### Provided records:
⁂

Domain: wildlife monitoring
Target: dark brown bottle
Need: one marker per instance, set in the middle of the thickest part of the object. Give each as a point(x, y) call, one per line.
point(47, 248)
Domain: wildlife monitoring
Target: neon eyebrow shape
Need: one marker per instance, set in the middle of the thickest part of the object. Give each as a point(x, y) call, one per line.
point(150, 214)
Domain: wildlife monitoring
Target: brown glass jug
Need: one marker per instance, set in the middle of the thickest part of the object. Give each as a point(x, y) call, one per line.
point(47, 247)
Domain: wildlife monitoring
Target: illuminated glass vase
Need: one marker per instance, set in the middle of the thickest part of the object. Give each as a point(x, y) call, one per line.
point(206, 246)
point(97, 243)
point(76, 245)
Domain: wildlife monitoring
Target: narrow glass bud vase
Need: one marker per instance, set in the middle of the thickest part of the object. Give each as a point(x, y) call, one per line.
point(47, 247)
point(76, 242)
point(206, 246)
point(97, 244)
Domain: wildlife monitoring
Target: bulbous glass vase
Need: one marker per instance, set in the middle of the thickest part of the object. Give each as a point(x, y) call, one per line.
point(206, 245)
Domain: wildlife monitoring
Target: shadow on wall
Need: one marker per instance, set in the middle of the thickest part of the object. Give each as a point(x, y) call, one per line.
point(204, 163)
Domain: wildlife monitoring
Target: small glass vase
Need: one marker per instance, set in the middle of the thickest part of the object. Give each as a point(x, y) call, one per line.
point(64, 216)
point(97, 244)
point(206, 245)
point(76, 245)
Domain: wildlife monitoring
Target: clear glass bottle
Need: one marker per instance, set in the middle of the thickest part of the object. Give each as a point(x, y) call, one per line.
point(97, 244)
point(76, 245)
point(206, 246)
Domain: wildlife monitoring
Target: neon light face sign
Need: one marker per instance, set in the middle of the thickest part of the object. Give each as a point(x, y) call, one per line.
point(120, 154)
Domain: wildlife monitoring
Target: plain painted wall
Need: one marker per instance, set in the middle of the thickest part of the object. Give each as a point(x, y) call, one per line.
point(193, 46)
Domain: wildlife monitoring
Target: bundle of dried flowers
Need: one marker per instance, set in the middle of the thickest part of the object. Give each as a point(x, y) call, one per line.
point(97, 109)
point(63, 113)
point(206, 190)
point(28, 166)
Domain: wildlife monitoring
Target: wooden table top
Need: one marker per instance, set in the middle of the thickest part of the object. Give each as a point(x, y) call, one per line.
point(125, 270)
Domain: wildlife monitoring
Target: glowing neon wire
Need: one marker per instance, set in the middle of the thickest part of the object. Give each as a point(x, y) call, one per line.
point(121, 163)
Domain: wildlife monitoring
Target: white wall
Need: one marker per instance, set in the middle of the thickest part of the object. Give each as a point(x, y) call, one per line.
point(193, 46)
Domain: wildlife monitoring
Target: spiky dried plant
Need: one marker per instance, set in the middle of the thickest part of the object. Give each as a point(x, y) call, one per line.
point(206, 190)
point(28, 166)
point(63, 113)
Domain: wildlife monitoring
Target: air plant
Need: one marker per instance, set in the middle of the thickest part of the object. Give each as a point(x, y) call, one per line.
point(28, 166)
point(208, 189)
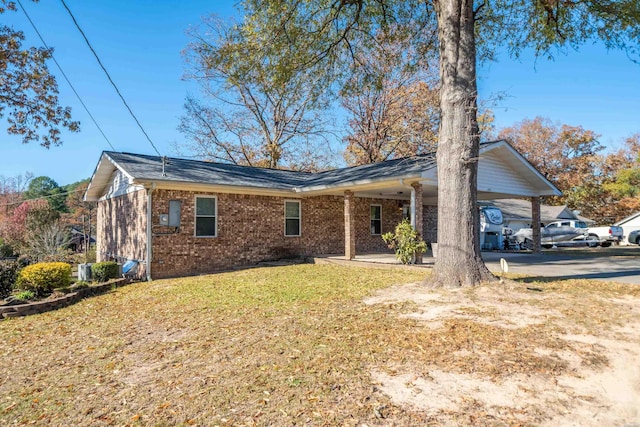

⁂

### Task item:
Only the number is wanted: how many lines in the preceding entries hold the string "neon"?

### Finished task:
3